> _TASKS AND EXERCISES_
1) According to the SVS build instructions, what are the minimum tested compilers?
2) Pick up the SVS build instructions after the last command shown and continue them.

> _SUPPLIED PASSAGE_
## begin

Library Building

The SVS library comes in three main forms:

  • A header only C++ library.

  • A small set of command-line utilities for exploring similarity search.

  • A Python wheel for interactive use.

Extensive use of C++20 is used both through-out the SVS library and its dependencies (mainly the EVE SIMD library). The minimum tested compilers are

  • GCC 11.0

  • Clang 13.0

Building Python Library

CIBuildWheel and Microarchitecture Compatibility

We support building SVS as a Python wheel in a Docker container using cibuildwheel.

You need to install cibuildwheel and docker. Once those are installed, navigate to the root directory of the source and run

# clean any previous build artifacts
rm -rf bindings/python/_skbuild
# build container image
cd docker/x86_64/manylinux2014
./build.sh
# build Python wheel
cd -
cibuildwheel --only $(python3 tools/pybuild.py) bindings/python

If you wish to build wheels for all supported versions of Python, not just the version you are using, leave out --only:

cibuildwheel bindings/python

The resulting Python wheel will be generated in the wheelhouse directory and can be installed from there.

pip install wheelhouse/scalable_vs*.whl

SVS uses C++20 and many Intel(R) AVX-512 hardware features to achieve performance. However, we still want to support older CPUs and reasonably old Linux distributions that may have some GLIBC limitations. The wheel built by cibuildwheel has maximum compatibility.

Customizing Wheels

The following commands will perform the native build, with optimizations specific to the CPU you are using:

cd bindings/python
python3 setup.py bdist_wheel -- [cmake arguments] -- -j$(nproc)
pip install ./dist/scalable_vs*.whl

If the default build options are acceptable, the CMake arguments may be left empty. If you want optimizations for a different CPU than the one you are using for the build, you can specify a microarchitecture using SVS_MICROARCHS:

python3 setup.py bdist_wheel -- -DSVS_MICROARCHS=sapphirerapids -- -j$(nproc)

## end

> _DATA LISTING_
## begin

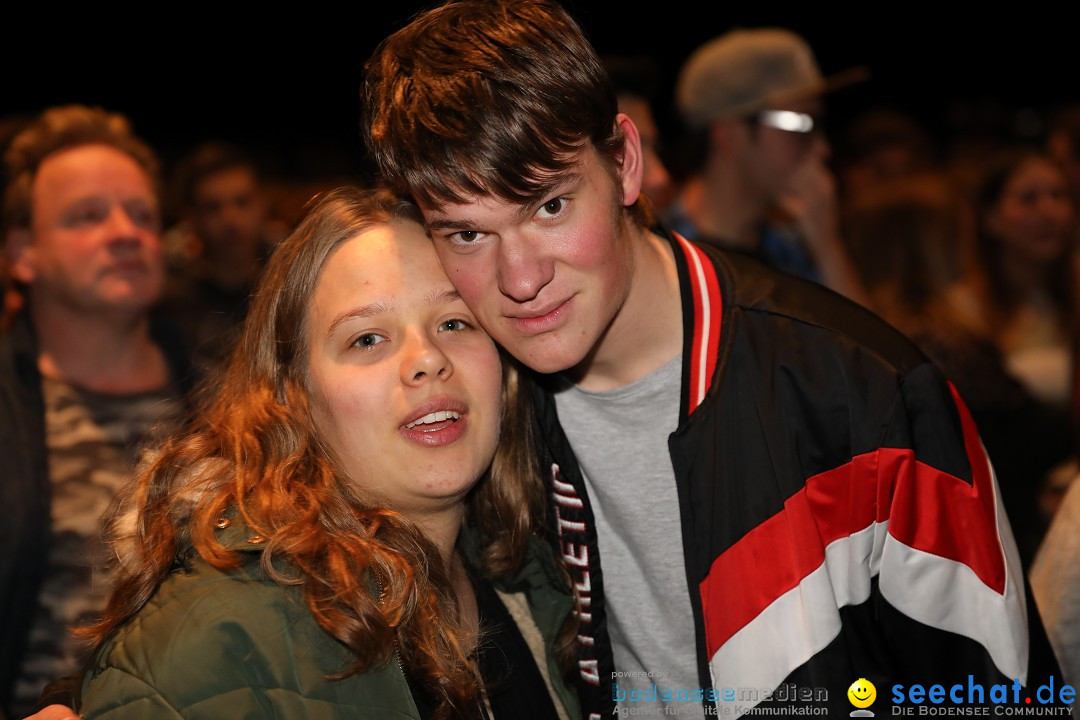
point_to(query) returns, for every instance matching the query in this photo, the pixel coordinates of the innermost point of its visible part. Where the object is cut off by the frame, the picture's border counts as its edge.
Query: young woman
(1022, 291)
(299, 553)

## end
## begin

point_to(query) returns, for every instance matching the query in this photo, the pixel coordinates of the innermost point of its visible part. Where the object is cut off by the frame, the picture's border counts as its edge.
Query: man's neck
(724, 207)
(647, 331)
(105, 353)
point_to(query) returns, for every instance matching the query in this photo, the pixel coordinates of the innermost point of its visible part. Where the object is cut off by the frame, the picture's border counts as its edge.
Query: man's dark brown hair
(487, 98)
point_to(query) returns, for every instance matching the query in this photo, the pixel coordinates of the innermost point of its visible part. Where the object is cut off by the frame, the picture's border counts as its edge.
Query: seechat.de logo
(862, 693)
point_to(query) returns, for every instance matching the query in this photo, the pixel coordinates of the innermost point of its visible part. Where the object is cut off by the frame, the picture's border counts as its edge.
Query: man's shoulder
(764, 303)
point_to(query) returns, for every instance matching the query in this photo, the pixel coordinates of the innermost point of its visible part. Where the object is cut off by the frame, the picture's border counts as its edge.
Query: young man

## end
## begin

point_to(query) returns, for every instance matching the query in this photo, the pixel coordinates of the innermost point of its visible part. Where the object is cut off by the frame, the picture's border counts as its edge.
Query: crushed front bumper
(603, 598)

## end

> _FINAL RESULTS_
1) GCC 11.0 and Clang 13.0.

2)
Debug Builds

Every once in a while, it is beneficial to use either a debug build of the Python wheel or at least build the wheel with debug information. This can be difficult through the pip only approach as it likes to transitively build dependencies. Instead, it is recommended to go through the two stage approach:

cd bindings/python
python3 setup.py bdist_wheel --build-type=Debug -- -- -j$(nproc)

Building Notes

Occasionally, the Python build process will fail seemingly without cause. This usually occurs when previously there has been a mix of different compilers, compile-time variables, and build strategies. If this happens, try removing bindings/python/_skbuild and bindings/python/dist and going again.

C++ Build

CMake Support

SVS provides a cmake target to enable source builds against the library:

  • svs::svs: Links the code headers and shared library components (if applicable).

  • svs::compile_options: Compiler flags helpful for building the libary.

Usage In CMake

To include the C++ portion of the library in a CMake based project, follow the template below.

include(FetchContent)
FetchContent_Declare(
    svs
    GIT_REPOSITORY https://github.com/intel/ScalableVectorSearch.git
    GIT_TAG main
)

FetchContent_MakeAvailable(svs)

# Link with the library
target_link_libraries([my_target] PRIVATE|PUBLIC|INTERFACE svs::svs)

Installing Locally

The C++ library can also be installed locally using CMake’s installation logic.

mkdir build
cd build
cmake .. -DCMAKE_INSTALL_PREFIX=my/directory
cmake --build .
cmake --install .

Building Utility Binaries

To build the utility binaries, unit tests, and examples, use the following:

mkdir build
cd build
cmake .. -DSVS_BUILD_BINARIES=YES -DSVS_BUILD_TESTS=YES -DSVS_BUILD_EXAMPLES=YES
cmake --build . -j$(nproc)

Build Options

SVS supports the following build-time options.

SVS CMake variables

CMake Option

Supported Values (defaults in bold)

Description

SVS_BUILD_BINARIES

ON, OFF

Build utility binaries.

SVS_BUILD_TESTS

ON, OFF

Build the unit test suite.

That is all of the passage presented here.